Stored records
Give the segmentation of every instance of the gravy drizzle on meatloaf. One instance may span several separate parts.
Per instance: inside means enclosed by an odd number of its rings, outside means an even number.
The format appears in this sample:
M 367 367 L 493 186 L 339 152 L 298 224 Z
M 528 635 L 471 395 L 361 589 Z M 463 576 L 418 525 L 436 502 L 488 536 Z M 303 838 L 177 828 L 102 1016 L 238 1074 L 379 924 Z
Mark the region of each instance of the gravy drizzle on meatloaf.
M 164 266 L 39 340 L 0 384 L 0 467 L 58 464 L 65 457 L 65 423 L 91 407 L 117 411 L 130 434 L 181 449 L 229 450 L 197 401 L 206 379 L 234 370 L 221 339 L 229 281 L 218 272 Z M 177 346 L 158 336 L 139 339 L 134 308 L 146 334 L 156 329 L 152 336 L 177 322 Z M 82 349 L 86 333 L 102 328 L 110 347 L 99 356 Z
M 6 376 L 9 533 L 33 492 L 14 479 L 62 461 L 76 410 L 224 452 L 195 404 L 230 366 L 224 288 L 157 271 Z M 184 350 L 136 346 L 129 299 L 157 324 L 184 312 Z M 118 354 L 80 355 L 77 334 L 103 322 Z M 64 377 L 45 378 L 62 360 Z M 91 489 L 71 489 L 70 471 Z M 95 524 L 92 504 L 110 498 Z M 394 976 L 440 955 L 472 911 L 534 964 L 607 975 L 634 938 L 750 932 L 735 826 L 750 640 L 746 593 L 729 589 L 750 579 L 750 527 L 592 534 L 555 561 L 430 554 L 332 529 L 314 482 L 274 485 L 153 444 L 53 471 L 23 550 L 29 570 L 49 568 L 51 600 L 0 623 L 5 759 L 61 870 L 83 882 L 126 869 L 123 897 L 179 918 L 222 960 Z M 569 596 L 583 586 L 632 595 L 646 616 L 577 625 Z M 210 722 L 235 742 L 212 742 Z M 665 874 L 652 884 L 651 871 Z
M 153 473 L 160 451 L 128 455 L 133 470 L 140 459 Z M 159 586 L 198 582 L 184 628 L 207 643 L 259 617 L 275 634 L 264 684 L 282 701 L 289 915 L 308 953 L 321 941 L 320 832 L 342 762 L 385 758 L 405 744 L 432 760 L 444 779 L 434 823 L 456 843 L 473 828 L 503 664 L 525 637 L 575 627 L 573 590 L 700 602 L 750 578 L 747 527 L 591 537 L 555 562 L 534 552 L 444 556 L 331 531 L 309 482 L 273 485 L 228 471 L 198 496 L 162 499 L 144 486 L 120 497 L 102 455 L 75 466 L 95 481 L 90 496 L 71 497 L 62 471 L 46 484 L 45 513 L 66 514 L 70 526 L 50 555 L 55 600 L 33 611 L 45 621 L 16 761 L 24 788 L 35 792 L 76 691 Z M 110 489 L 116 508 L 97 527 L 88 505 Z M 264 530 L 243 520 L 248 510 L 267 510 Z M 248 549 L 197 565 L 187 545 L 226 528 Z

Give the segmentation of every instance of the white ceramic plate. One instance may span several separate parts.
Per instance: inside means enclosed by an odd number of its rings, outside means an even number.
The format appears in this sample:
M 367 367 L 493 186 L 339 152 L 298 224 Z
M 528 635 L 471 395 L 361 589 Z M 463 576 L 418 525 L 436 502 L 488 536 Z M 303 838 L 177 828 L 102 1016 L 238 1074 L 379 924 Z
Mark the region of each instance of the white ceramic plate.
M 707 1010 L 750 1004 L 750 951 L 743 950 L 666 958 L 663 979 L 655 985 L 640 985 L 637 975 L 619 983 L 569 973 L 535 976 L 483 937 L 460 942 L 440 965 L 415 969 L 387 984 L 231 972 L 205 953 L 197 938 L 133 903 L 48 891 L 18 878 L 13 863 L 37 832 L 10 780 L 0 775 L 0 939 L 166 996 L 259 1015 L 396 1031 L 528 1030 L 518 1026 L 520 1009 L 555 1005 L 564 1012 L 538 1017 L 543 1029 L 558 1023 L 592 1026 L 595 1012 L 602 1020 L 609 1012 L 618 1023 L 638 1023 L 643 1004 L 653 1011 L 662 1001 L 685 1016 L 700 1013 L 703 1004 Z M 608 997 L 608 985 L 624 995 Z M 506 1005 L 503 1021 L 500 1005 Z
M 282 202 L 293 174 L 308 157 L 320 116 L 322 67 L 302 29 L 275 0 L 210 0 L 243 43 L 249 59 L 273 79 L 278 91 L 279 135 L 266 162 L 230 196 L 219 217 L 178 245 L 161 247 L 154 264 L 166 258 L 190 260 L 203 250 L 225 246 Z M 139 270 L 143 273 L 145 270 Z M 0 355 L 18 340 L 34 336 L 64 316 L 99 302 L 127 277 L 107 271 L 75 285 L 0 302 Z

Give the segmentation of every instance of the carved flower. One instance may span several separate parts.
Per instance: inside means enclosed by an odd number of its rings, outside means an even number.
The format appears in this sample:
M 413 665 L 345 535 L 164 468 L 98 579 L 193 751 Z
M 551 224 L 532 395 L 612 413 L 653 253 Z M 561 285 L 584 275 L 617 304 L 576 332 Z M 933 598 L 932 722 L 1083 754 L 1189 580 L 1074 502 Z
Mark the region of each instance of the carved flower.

**Problem requirements**. The response should consist of the entries above, retyped exactly.

**Your response**.
Give the segmentation of every instance of the gravy drizzle on meatloaf. One instance may span several separate parts.
Per instance: inside means enclosed by an odd number of its rings, outside means an even number.
The format appears in this sample:
M 367 367 L 493 186 L 339 152 L 298 224 Z
M 528 635 L 471 395 L 361 589 Z M 463 576 L 418 525 L 436 502 L 488 536 Z M 303 838 L 177 828 L 102 1016 L 238 1074 L 379 924 Z
Mark the region of each instance of the gravy drizzle on meatloaf.
M 164 266 L 39 340 L 0 384 L 0 467 L 58 464 L 65 457 L 65 423 L 91 407 L 117 411 L 130 434 L 181 449 L 229 450 L 197 401 L 206 379 L 234 370 L 221 339 L 229 281 L 218 272 Z M 177 346 L 158 336 L 139 339 L 134 308 L 146 334 L 156 329 L 152 336 L 177 322 Z M 82 349 L 86 333 L 102 328 L 110 347 L 99 356 Z
M 6 376 L 9 533 L 33 492 L 14 479 L 62 461 L 76 410 L 224 452 L 195 404 L 230 366 L 224 288 L 157 271 Z M 184 350 L 136 346 L 129 299 L 157 324 L 184 312 Z M 118 354 L 80 355 L 77 334 L 103 322 Z M 64 377 L 45 378 L 62 360 Z M 91 489 L 71 489 L 70 471 Z M 95 524 L 92 504 L 110 498 Z M 394 976 L 440 955 L 472 911 L 534 964 L 607 975 L 634 938 L 750 932 L 735 826 L 750 640 L 746 593 L 729 589 L 750 579 L 750 527 L 592 534 L 555 561 L 430 554 L 332 529 L 314 482 L 274 485 L 153 444 L 53 471 L 23 550 L 29 570 L 49 568 L 51 600 L 0 623 L 5 759 L 61 870 L 83 882 L 126 869 L 123 897 L 179 918 L 222 960 Z M 569 596 L 583 586 L 632 595 L 646 616 L 577 625 Z M 210 722 L 235 742 L 212 742 Z M 665 874 L 652 884 L 651 871 Z
M 153 473 L 160 451 L 128 455 L 133 470 L 140 459 Z M 159 586 L 198 582 L 184 628 L 207 643 L 259 617 L 275 634 L 264 684 L 282 701 L 289 915 L 308 953 L 321 941 L 320 832 L 342 762 L 385 758 L 405 744 L 432 760 L 444 779 L 434 823 L 456 843 L 473 828 L 503 664 L 525 637 L 575 627 L 573 590 L 700 602 L 750 578 L 747 527 L 591 537 L 555 562 L 534 552 L 444 556 L 331 531 L 309 482 L 273 485 L 228 471 L 198 496 L 162 499 L 144 486 L 120 497 L 102 455 L 75 466 L 95 481 L 90 496 L 71 497 L 62 471 L 46 484 L 45 513 L 66 514 L 70 526 L 50 555 L 55 600 L 33 611 L 45 621 L 16 761 L 24 788 L 35 792 L 76 691 Z M 110 489 L 116 508 L 97 527 L 88 505 Z M 264 530 L 243 520 L 248 510 L 267 510 Z M 248 549 L 197 565 L 187 545 L 226 528 Z

Give the segmentation of every instance of the white ceramic plate. One instance may span several separate parts.
Per instance: inside means enclosed by an odd number of its rings, outside means an even number.
The format appears in this sample:
M 367 367 L 493 186 L 339 152 L 298 224 Z
M 528 635 L 471 395 L 361 589 Z M 463 576 L 418 525 L 436 502 L 488 536 Z M 303 838 L 177 828 L 102 1016 L 238 1074 L 379 924 Z
Mark the region of each instance of the white ceramic plate.
M 707 1010 L 750 1004 L 750 951 L 743 950 L 666 958 L 663 979 L 655 985 L 640 985 L 637 975 L 619 983 L 569 973 L 535 976 L 483 937 L 460 942 L 440 965 L 415 969 L 387 984 L 231 972 L 205 953 L 197 938 L 133 903 L 48 891 L 18 878 L 13 863 L 37 832 L 10 780 L 0 775 L 0 939 L 166 996 L 259 1015 L 396 1031 L 528 1030 L 518 1026 L 520 1009 L 555 1005 L 564 1012 L 538 1017 L 543 1029 L 558 1023 L 592 1026 L 595 1012 L 602 1020 L 609 1012 L 618 1023 L 638 1023 L 643 1004 L 653 1011 L 662 1001 L 685 1016 L 700 1013 L 703 1004 Z M 608 997 L 608 985 L 624 995 Z M 506 1005 L 503 1021 L 500 1005 Z
M 282 202 L 293 174 L 308 157 L 320 116 L 322 67 L 302 29 L 275 0 L 210 0 L 243 43 L 249 59 L 273 79 L 278 91 L 279 135 L 266 162 L 230 196 L 219 217 L 178 245 L 161 247 L 154 264 L 166 258 L 190 260 L 203 250 L 225 246 Z M 139 270 L 143 273 L 145 270 Z M 0 355 L 18 340 L 34 336 L 64 316 L 99 302 L 127 277 L 107 271 L 75 285 L 0 302 Z

Give the segmentation of every instance of the carved flower. One instance may span several separate parts.
Per instance: inside means enclosed by an odd number of its rings, outside means an even number.
The format appears in this sample:
M 413 665 L 345 535 L 164 468 L 98 579 L 193 751 Z
M 551 224 L 532 395 L 612 413 L 653 253 Z M 561 285 L 584 275 L 617 304 L 576 332 Z M 933 598 L 932 722 L 1083 754 L 1189 580 L 1074 502 Z
Mark the region of each instance of the carved flower.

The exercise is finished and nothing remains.